## [The data]
-=-=-=-=-

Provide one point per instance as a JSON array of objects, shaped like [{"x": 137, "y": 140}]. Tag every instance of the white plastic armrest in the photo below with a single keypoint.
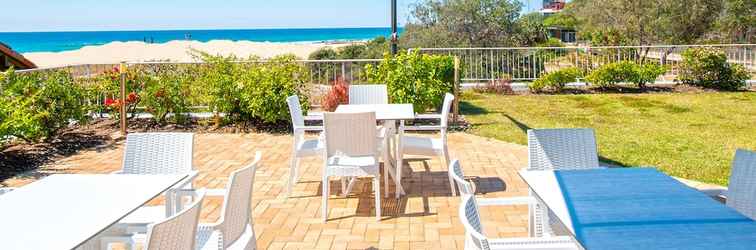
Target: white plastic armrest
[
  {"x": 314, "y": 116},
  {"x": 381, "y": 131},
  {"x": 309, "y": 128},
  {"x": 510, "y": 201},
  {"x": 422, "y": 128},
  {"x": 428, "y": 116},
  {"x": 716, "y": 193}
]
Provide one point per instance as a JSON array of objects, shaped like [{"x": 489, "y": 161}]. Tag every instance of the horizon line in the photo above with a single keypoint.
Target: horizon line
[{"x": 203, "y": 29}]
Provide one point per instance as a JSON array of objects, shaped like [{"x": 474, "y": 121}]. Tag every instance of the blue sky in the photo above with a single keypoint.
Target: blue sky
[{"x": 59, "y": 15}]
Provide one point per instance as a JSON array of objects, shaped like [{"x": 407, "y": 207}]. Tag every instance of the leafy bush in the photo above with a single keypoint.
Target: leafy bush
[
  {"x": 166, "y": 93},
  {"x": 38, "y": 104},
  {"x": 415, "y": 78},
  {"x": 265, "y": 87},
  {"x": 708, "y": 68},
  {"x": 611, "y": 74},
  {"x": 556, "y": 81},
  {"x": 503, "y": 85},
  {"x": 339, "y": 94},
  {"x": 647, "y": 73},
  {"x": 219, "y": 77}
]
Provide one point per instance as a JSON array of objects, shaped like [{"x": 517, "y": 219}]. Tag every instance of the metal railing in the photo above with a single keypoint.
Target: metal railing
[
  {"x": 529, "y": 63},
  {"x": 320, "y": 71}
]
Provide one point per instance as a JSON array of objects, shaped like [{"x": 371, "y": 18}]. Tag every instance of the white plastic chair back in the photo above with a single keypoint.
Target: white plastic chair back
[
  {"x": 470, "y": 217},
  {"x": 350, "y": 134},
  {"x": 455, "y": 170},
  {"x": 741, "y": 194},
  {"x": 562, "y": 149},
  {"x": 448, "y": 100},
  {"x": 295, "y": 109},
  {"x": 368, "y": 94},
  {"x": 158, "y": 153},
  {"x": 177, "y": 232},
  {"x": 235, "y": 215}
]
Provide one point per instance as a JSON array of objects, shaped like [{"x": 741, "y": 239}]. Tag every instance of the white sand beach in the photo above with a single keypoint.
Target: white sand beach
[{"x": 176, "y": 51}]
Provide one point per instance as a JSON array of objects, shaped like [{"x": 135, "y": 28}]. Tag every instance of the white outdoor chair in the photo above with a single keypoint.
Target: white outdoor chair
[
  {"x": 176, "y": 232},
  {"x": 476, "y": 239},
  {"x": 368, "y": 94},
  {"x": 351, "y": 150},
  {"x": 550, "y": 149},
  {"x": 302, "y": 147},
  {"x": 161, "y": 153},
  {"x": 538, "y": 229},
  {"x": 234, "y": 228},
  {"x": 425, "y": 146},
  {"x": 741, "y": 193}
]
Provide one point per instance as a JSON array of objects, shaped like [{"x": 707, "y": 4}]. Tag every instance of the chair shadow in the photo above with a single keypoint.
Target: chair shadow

-=-=-=-=-

## [Your assignment]
Any picture in the data is to be skipped, while each line is returned exactly as written.

## [Answer for the task]
Provide one point per instance as a JSON array of objects, shaped like [{"x": 137, "y": 140}]. Tag every instance of the white plastic armrest in the photo below with a single keypoint.
Target: white plastic armrest
[
  {"x": 314, "y": 116},
  {"x": 381, "y": 131},
  {"x": 309, "y": 128},
  {"x": 510, "y": 201},
  {"x": 422, "y": 128},
  {"x": 428, "y": 116},
  {"x": 716, "y": 193}
]
Provide one point per instance as a JSON array of objects, shaped like [{"x": 489, "y": 161}]. Tag every instance of the horizon line in the photo above with a single keypoint.
Target: horizon line
[{"x": 203, "y": 29}]
Provide one point per instance as a JSON array of objects, shaped like [{"x": 474, "y": 121}]. Tag every instance of the blue sky in the photo above with a single keypoint.
Target: blue sky
[{"x": 59, "y": 15}]
Provide one point per instance as a JSON array of objects, shaped like [{"x": 407, "y": 207}]. Tag every instance of the leafy bush in the photo above with a single keypoint.
Target: leafy bush
[
  {"x": 166, "y": 93},
  {"x": 38, "y": 104},
  {"x": 415, "y": 78},
  {"x": 265, "y": 87},
  {"x": 708, "y": 68},
  {"x": 611, "y": 74},
  {"x": 556, "y": 81},
  {"x": 503, "y": 85},
  {"x": 339, "y": 94},
  {"x": 647, "y": 73},
  {"x": 219, "y": 77}
]
Provide one point per instance as a JSON array of objects, shaped like [{"x": 517, "y": 219}]. Tag every instance of the metal railing in the photo above with a single keypoint.
Target: metal railing
[
  {"x": 529, "y": 63},
  {"x": 320, "y": 71}
]
Provide one point per instance as a JSON array of objects, shaped like [{"x": 371, "y": 18}]. Tag every instance of the white plastic chair back in the photo above with a single keypoint.
Target: white plastic chair back
[
  {"x": 470, "y": 217},
  {"x": 350, "y": 134},
  {"x": 455, "y": 170},
  {"x": 741, "y": 194},
  {"x": 562, "y": 149},
  {"x": 448, "y": 100},
  {"x": 295, "y": 109},
  {"x": 368, "y": 94},
  {"x": 158, "y": 153},
  {"x": 177, "y": 232},
  {"x": 235, "y": 215}
]
Provide one point per instance as a JSON array of objects, shaped like [{"x": 741, "y": 239}]. Tag every instance of the white sand beach in the photo above with a single keypoint.
Target: white sand beach
[{"x": 176, "y": 51}]
Provide one point per instance as a JSON array of objects, shaped like [{"x": 135, "y": 28}]. Tag every instance of the white outdoor chair in the photo above with a single keypoint.
Target: white outdoor chair
[
  {"x": 176, "y": 232},
  {"x": 476, "y": 239},
  {"x": 368, "y": 94},
  {"x": 351, "y": 150},
  {"x": 550, "y": 149},
  {"x": 302, "y": 147},
  {"x": 161, "y": 153},
  {"x": 538, "y": 229},
  {"x": 234, "y": 228},
  {"x": 425, "y": 146},
  {"x": 741, "y": 193}
]
Provide one point per instance as a JSON array of objects, shaped like [{"x": 707, "y": 4}]. Tag every instance of the chair shadow in the photo above with a single keypoint.
Target: chair shadow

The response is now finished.